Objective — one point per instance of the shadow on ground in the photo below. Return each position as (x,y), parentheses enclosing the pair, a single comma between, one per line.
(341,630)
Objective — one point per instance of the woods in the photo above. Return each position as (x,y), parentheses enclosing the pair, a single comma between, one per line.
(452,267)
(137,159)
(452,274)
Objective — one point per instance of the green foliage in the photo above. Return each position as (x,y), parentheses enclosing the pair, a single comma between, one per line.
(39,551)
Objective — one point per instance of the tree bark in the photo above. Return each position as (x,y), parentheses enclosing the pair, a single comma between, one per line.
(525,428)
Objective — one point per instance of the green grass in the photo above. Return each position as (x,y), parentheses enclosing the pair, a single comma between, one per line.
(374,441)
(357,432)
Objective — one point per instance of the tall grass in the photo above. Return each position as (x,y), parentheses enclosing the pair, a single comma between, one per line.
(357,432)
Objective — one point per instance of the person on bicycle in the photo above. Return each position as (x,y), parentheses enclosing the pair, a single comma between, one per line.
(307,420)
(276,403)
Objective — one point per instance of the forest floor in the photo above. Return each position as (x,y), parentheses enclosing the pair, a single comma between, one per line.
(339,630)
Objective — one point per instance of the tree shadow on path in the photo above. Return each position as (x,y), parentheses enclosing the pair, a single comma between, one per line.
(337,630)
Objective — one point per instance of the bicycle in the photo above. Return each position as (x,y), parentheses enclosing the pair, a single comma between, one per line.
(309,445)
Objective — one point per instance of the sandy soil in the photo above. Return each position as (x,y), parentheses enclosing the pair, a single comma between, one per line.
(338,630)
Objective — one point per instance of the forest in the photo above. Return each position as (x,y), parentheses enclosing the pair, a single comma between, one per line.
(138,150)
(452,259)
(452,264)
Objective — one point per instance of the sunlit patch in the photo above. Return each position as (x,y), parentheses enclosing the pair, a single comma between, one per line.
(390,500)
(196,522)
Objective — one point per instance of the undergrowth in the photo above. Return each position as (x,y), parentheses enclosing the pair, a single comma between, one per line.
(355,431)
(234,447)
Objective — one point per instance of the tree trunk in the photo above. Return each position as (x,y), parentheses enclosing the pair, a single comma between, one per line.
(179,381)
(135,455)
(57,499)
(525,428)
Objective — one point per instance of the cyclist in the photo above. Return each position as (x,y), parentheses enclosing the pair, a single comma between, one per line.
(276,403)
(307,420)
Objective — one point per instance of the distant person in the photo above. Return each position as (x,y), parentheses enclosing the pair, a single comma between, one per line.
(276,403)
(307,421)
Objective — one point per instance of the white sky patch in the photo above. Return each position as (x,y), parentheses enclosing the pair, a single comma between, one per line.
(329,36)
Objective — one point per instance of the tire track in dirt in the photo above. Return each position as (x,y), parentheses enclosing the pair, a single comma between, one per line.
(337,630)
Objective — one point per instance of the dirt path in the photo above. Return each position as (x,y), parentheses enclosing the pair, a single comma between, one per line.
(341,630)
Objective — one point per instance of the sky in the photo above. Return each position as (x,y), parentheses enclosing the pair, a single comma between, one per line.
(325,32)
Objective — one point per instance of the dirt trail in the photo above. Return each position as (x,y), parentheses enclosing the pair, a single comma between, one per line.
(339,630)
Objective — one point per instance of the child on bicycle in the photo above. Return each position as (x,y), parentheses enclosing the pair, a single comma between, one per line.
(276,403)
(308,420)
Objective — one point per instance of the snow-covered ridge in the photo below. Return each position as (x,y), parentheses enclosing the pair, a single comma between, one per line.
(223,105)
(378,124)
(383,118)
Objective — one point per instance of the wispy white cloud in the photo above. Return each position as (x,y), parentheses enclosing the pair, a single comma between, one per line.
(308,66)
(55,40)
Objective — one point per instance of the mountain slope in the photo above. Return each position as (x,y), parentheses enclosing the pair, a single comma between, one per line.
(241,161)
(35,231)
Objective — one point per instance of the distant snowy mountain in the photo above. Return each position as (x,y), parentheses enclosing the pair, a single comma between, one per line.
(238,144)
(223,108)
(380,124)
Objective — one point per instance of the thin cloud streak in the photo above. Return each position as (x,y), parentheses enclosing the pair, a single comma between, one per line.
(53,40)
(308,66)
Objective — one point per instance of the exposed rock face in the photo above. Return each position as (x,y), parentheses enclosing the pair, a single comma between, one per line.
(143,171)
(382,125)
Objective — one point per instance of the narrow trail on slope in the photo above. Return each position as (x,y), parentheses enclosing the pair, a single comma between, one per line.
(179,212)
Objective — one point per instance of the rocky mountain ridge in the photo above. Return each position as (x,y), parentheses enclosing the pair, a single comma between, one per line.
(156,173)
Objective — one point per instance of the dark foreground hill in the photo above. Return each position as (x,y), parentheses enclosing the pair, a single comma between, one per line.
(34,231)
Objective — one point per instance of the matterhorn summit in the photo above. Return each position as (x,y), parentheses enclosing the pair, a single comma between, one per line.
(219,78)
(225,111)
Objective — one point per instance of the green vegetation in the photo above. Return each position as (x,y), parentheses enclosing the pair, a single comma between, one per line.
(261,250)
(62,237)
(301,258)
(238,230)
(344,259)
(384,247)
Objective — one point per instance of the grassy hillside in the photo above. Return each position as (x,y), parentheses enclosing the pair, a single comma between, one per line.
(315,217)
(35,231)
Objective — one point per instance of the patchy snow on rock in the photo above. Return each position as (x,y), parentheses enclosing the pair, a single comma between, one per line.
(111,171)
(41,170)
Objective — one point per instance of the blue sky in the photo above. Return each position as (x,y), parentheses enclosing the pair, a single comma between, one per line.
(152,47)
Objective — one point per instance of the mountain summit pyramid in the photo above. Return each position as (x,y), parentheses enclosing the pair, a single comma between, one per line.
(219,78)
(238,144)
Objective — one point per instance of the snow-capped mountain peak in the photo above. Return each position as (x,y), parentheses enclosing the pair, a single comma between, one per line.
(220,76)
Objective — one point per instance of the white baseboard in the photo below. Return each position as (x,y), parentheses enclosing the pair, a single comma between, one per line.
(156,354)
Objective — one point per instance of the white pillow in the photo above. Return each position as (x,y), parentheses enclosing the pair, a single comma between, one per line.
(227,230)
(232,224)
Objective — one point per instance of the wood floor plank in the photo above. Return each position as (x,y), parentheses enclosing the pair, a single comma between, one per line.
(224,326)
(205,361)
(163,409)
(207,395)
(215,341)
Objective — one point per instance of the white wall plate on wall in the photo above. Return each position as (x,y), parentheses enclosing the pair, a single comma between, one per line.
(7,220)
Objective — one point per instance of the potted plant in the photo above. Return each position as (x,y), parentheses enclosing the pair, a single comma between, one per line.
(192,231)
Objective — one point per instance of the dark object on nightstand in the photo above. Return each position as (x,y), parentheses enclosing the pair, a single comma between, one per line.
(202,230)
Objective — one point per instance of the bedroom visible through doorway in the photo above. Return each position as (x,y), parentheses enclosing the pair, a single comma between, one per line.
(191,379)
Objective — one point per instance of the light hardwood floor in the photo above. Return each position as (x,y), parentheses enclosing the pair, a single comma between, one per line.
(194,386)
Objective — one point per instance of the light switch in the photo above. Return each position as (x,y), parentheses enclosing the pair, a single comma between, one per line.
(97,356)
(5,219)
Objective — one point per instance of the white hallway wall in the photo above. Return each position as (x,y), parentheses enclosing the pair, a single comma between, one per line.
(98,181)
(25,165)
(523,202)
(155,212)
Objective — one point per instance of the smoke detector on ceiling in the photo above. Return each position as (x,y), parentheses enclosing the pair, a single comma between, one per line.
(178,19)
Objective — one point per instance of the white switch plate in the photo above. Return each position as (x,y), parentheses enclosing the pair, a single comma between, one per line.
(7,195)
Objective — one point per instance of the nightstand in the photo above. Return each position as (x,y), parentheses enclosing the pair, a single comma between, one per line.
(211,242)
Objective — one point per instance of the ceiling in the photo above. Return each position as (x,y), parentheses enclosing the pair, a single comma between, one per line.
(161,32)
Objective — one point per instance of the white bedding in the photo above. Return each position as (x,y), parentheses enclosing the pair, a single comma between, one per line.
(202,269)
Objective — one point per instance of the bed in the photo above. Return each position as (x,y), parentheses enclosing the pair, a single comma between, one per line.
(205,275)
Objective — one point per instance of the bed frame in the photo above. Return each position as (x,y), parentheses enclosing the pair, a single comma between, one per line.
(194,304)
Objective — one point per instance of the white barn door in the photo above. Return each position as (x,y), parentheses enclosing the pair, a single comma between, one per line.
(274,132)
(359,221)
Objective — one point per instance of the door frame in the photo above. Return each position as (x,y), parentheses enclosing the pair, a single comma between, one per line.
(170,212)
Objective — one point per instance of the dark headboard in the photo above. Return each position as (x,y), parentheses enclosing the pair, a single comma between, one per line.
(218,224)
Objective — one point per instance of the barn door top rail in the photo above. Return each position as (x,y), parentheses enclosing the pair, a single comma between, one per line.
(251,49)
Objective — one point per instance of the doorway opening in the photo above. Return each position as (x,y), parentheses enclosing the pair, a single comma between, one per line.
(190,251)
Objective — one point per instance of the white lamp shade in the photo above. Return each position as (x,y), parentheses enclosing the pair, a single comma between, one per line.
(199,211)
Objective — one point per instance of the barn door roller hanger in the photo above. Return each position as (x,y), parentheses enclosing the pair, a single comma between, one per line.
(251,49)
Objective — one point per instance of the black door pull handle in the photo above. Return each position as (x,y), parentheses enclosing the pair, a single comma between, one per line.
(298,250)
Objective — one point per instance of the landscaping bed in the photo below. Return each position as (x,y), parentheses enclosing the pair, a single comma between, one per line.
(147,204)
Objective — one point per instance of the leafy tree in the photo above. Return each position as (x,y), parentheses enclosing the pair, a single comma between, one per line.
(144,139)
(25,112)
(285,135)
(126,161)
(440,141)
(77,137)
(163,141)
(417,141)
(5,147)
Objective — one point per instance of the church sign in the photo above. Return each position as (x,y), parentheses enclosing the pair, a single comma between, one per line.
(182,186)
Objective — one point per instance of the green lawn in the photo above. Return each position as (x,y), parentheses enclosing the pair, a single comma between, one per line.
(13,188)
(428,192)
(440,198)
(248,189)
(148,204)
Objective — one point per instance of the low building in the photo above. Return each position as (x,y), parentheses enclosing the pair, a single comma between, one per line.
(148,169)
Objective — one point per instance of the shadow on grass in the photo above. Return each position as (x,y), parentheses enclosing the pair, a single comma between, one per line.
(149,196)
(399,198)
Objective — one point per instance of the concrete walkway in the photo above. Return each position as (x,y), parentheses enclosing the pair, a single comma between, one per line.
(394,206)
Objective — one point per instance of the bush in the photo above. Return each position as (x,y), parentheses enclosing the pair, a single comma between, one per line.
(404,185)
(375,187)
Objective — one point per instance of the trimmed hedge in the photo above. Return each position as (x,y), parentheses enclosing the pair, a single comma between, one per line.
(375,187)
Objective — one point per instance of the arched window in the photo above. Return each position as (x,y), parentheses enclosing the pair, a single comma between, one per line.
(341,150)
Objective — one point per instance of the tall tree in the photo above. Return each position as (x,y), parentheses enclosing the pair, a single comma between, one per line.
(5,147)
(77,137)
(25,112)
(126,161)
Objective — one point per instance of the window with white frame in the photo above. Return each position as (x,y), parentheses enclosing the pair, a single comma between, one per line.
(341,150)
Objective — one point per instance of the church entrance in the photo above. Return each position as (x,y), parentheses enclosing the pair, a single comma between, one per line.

--

(GIVEN TASK): Exactly and exclusively, repeat the lines from the line that contains "Objective — one point per instance of the concrete" through the end of the records, both ends included.

(EXERCISE OUTPUT):
Objective — one point per instance of the concrete walkway in the photo above. Return each position as (x,y), parentheses enclosing the pair, a single comma between, one per line.
(394,206)
Objective — one point per instance of the bush in the photo above. Return each position as (x,y), parentheses enclosing the pair, a single comma between, one per line.
(404,185)
(375,187)
Objective — one point per instance of the trimmed hedge in the photo above. Return each position as (x,y), parentheses enclosing the pair, a single comma between, one per line.
(375,187)
Objective — one point per instance of the arched window in the photo above. Return each position as (x,y), parentheses enclosing the pair, a single comma between, one per line.
(341,150)
Objective — one point per instance of the tall tree in the photo above. Return each position as (x,y), parentheses enclosing the pair, a single comma between, one per line.
(5,147)
(77,137)
(25,112)
(126,161)
Objective — one point per instance of the window with white frame in the photo above. Return each position as (x,y), parentheses enclosing the pair, a single comma between, one per line.
(341,150)
Objective — one point per instance of the church entrance in the photo above. Return each position as (x,y), parentheses enclosing the pair, a single comma between, one per line.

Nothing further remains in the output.